Do know your accuracy requirements? And have you verified that your lens/sensor combination is adequate to meet them (with an adequate margin)? To answer the question you need to estimate (either by calculation from the lens and sensor specifications, or experimentally using a resolution chart) whether you can resolve in an image the minimal distances required by your application.
From the wording of your question I think that you are interested only in measurements on a single plane. So you only need to (a) remove the nonlinear (barrel or pincushion) lens distortion and (b) estimate the homography between the plane of interest and the image. Once you have the latter, you can directly convert from undistorted image coordinates to world ones by matrix multiplication. Additionally if (as I imagine) the plane of interest is roughly parallel to the image plane, you should not have any problem keeping the entire field-of-view in focus.
Of course, for all of this to work as expected, you should make sure that the tank bottom is really flat, within the measurement tolerances of your application. Otherwise you are really dealing with a 3D problem, and need to modify your procedures accordingly.
The actual procedure depends a lot on the size of the tank, which you don't indicate clearly. If it's small enough that it is practical to manufacture a chessboard-like movable calibration target, by all means go for it. You may want to take a look at this other answer for suggestions. In the following I'll discuss the more interesting case in which your tank is large, e.g. the size of a swimming pool.
============
Continue the calibration explanation from where it stops, taking up the case of a tank as large as a swimming pool.

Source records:
============
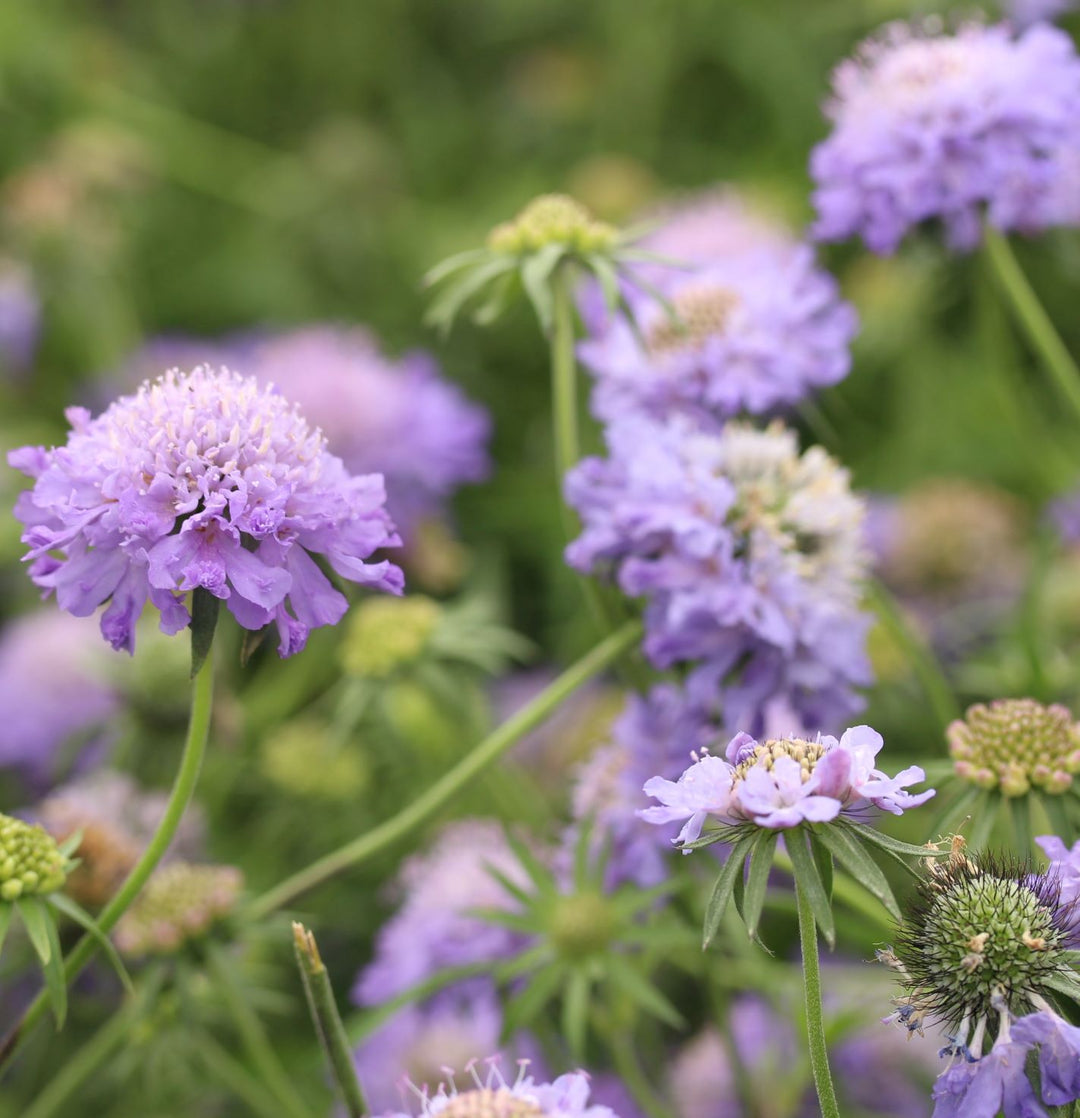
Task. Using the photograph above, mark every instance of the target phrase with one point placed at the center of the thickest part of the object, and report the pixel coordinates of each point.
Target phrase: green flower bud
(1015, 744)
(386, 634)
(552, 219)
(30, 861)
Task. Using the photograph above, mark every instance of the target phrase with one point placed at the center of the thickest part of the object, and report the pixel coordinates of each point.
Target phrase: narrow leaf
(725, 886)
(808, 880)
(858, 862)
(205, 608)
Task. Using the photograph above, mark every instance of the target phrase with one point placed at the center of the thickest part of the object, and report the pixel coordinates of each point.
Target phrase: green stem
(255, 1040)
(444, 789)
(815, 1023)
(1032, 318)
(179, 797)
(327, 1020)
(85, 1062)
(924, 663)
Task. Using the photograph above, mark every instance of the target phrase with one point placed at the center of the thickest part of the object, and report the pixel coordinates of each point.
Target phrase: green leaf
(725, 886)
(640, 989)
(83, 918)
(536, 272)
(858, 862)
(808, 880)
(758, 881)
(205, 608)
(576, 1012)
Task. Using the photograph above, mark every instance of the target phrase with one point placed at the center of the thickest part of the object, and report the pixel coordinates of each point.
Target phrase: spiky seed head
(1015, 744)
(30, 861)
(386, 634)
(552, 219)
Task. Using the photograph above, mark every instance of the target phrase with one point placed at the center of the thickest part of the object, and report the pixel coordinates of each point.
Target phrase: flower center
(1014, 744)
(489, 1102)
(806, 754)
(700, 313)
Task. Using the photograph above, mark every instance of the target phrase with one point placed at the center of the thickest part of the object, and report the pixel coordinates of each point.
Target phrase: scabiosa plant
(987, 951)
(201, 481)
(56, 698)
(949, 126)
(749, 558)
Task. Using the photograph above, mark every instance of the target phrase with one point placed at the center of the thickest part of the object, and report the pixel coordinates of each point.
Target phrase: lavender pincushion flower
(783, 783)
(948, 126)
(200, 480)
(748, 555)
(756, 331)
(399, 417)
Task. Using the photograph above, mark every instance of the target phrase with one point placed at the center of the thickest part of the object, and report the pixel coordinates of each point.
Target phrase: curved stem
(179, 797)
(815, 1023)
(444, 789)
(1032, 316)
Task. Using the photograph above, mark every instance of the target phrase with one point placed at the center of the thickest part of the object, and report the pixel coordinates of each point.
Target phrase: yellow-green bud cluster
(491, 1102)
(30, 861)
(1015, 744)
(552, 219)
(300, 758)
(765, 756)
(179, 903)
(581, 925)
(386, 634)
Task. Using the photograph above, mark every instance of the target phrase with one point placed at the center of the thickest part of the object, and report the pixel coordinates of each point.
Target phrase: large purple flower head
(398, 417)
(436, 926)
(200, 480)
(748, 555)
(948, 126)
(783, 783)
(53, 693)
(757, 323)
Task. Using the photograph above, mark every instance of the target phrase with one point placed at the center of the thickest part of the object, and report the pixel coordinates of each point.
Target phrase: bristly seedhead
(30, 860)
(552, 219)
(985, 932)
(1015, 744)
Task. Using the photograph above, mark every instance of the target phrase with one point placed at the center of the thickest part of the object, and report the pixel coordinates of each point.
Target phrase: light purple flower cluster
============
** RESULT FOR THIS TASK **
I'd proceed by sticking calibration markers in a regular grid at the pool bottom. I'd probably choose checker-like markers like these, maybe printing them myself with a good laser printer on plastic with an adhesive backing (assuming you can leave them in place forever). You should plan on having quite a few of them, say, an 8x8 or 10x10 grid, covering as much as possible of the field of view of the camera in its operating position and pose. To help with lining up the grid nicely you might use a laser line projector of suitable fan angle, or a laser pointer attached to a rotating support. Note carefully that it is not necessary that they be affixed in a precise X-Y grid (which may be complicated, depending on the size of your pool), only that their positions with respect any arbitrarily chosen (but fixed) three of them be known. In other words, you can attach them to the bottom approximately in a grid, then measure the distances of three extreme corners from each other as accurately as you can, thus building a base triangle, then measure the distances of all the other corners from the vertices of the triangle, and finally reconstruct their true positions with a bit of trigonometry. It's basically a surveying problem and, depending on your accuracy requirements and budget, you may want to enroll a local friendly professional surveyor (and their tools) to get it done as precisely as necessary.
Once you have your grid, you can fill the pool, get your camera, focus and f-stop the lens as needed for the application. From now on you may not touch the focus and f-stop ever again, under penalty of miscalibrating - exposure can only be controlled by the exposure time, so make sure to have enough light. Disable any and all auto-focus and auto-iris functions, if any. If the camera has a non-rigid lens mount (e.g. a DLSR), you'll need some kind of mechanical rig to ensure that the lens-body pair stay rigid. F-stop as close as you can, given the available lighting and sensor, so to have a fair bit of depth of field available. Then take several photos (~ 10) of the grid, moving and rotating the camera, and going a bit closer and farther away than your expected operating distance from the plane. You'll want to "see" in some images some significant perspective foreshortening of the grid - this is needed to accurately calibrate the focal length. Avoid JPG and any other lossy compression format when storing the images - use lossless PNG or TIFF.
Once you have the images, you can manually mark and identify the checker markers in the images. For a once-off project like this I would not bother with automatic identification, just do it manually (e.g. in Matlab, or even in Photoshop or Gimp). To help identify the markers, you could, e.g. print a number next to them. Once you have the manual marks, you can refine them automatically to subpixel accuracy, e.g. using cv::findCornerSubpix.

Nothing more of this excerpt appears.